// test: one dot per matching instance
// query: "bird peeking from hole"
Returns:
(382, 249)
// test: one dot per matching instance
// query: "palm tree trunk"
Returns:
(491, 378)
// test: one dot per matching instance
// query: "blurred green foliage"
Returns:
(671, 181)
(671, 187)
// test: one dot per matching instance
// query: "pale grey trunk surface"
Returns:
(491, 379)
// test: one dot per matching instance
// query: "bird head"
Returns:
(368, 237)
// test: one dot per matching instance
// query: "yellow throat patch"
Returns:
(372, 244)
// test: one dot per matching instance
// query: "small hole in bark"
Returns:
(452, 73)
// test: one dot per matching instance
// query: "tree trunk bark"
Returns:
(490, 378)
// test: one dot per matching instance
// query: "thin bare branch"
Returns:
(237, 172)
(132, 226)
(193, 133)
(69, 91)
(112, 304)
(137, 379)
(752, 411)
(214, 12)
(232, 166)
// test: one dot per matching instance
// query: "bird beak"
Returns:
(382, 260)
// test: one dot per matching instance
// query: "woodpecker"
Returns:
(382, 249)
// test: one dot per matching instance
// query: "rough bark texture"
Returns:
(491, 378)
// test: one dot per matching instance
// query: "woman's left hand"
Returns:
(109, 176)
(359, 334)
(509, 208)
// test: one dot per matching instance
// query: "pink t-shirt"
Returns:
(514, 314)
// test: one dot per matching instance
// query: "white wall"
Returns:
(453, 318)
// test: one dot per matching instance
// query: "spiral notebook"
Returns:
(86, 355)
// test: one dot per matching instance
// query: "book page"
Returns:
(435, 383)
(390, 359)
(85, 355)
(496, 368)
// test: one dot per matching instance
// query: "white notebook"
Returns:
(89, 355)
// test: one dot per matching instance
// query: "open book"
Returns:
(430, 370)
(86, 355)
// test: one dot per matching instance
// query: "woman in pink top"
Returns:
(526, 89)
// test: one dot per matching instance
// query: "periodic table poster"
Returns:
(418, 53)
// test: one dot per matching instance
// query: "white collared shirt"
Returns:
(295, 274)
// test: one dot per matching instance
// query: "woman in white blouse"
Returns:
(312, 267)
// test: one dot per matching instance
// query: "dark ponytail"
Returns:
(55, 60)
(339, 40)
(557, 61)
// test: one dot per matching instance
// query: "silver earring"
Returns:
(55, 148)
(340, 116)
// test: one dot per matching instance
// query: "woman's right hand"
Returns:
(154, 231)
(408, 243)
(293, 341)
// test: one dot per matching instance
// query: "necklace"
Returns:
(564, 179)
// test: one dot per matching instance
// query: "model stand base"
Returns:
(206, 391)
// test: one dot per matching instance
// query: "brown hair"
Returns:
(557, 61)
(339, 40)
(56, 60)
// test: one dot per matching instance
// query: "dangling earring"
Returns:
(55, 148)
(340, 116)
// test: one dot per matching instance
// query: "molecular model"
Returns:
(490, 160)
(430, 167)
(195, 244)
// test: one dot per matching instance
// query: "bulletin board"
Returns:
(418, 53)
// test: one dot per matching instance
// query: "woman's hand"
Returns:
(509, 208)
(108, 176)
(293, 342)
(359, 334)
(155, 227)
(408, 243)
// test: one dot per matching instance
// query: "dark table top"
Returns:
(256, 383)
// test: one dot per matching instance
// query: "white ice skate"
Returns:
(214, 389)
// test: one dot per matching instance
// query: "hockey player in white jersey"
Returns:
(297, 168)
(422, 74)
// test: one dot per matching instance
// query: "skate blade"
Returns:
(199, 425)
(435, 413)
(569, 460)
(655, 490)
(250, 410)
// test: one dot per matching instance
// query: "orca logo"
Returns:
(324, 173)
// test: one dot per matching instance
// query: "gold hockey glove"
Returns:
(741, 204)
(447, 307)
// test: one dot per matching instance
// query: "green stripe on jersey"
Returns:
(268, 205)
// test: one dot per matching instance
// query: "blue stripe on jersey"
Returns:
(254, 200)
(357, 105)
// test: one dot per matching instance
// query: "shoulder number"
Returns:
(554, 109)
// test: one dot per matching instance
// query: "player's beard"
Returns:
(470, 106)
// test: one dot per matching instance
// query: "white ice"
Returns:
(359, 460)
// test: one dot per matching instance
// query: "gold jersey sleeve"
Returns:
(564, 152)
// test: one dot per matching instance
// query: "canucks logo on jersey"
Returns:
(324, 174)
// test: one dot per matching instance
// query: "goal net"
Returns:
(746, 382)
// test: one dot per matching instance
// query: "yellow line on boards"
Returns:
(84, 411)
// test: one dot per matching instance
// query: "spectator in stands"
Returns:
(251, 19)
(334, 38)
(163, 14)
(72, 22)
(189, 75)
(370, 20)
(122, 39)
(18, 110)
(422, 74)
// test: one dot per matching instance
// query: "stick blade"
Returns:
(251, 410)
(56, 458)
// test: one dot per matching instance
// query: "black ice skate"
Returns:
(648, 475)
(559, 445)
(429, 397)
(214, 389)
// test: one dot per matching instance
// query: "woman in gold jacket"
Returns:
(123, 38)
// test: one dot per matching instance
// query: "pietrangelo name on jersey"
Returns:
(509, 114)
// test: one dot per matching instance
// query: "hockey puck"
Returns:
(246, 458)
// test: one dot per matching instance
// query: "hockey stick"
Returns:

● ● ● ● ● ● ●

Exercise brief -> Would you please copy all lines in the data that contain the word "green"?

Result for this task ->
// query: "blurred green foliage"
// query: "green stripe on jersey"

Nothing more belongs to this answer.